> **Annotation data for object locations**:
↓

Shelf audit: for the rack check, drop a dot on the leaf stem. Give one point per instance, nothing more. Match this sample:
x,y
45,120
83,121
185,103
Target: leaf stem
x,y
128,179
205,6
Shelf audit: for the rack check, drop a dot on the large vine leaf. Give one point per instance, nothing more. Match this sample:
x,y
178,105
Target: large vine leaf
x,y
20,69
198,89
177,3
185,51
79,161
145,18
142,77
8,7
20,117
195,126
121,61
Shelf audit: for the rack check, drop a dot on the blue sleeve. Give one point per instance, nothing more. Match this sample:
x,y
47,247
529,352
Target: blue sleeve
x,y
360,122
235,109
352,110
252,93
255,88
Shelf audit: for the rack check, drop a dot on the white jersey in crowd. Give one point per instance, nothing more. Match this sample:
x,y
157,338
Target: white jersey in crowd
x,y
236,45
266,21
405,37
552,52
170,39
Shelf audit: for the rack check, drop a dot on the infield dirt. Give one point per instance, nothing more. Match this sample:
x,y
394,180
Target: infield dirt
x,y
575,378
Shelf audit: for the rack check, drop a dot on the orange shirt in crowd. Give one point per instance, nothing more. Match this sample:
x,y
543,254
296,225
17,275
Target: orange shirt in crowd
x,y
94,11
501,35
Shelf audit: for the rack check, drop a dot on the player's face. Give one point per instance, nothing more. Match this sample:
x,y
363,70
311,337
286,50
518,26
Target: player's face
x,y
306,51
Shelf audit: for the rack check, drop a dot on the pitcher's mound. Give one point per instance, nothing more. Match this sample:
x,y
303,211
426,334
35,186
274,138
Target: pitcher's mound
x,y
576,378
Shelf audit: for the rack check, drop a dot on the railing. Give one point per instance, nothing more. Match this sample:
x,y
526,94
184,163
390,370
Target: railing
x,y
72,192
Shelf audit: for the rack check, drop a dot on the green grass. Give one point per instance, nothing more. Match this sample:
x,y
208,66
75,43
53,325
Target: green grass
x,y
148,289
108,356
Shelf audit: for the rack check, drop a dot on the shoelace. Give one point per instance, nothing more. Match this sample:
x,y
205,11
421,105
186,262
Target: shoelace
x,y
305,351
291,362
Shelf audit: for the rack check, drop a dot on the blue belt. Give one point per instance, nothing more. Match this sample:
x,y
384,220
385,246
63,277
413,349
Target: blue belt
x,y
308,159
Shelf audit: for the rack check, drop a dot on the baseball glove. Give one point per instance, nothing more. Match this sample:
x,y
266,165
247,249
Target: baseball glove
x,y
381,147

↑
↓

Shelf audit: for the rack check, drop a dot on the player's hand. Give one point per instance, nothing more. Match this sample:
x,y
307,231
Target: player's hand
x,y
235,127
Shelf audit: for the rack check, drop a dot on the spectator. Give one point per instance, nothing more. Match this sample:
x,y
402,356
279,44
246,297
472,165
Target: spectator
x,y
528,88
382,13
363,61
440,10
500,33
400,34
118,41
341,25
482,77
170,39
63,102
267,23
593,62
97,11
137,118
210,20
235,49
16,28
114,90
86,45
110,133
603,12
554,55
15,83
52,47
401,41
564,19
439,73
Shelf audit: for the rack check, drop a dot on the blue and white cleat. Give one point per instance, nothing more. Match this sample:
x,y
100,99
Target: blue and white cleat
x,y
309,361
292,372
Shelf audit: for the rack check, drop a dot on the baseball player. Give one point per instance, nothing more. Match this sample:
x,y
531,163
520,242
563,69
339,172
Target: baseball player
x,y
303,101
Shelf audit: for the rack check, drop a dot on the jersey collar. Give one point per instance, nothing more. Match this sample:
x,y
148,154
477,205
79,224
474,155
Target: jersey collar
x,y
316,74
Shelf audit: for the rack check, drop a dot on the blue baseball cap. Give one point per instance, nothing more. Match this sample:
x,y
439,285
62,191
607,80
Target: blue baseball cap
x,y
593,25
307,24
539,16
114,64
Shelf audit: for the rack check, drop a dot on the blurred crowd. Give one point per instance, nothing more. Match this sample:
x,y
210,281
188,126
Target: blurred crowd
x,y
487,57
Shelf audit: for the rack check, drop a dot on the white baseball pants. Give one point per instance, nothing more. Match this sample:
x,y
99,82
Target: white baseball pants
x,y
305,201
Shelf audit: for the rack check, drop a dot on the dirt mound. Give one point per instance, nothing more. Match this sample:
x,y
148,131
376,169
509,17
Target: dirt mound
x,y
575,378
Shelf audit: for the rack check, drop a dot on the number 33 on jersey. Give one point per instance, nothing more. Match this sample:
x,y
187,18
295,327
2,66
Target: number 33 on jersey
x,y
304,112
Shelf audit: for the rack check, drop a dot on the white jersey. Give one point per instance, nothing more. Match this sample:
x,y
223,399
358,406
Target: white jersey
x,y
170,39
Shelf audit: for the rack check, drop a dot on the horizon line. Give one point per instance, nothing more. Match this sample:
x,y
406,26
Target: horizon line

↑

> **EXERCISE OBJECTIVE**:
Pick out each line in the rows above that contains the word "railing", and copy those lines.

> **SOLVED EXERCISE**:
Shelf audit: for the rack check, drop a dot on the railing. Give one point per instance, nothing more. Match this sample:
Target: railing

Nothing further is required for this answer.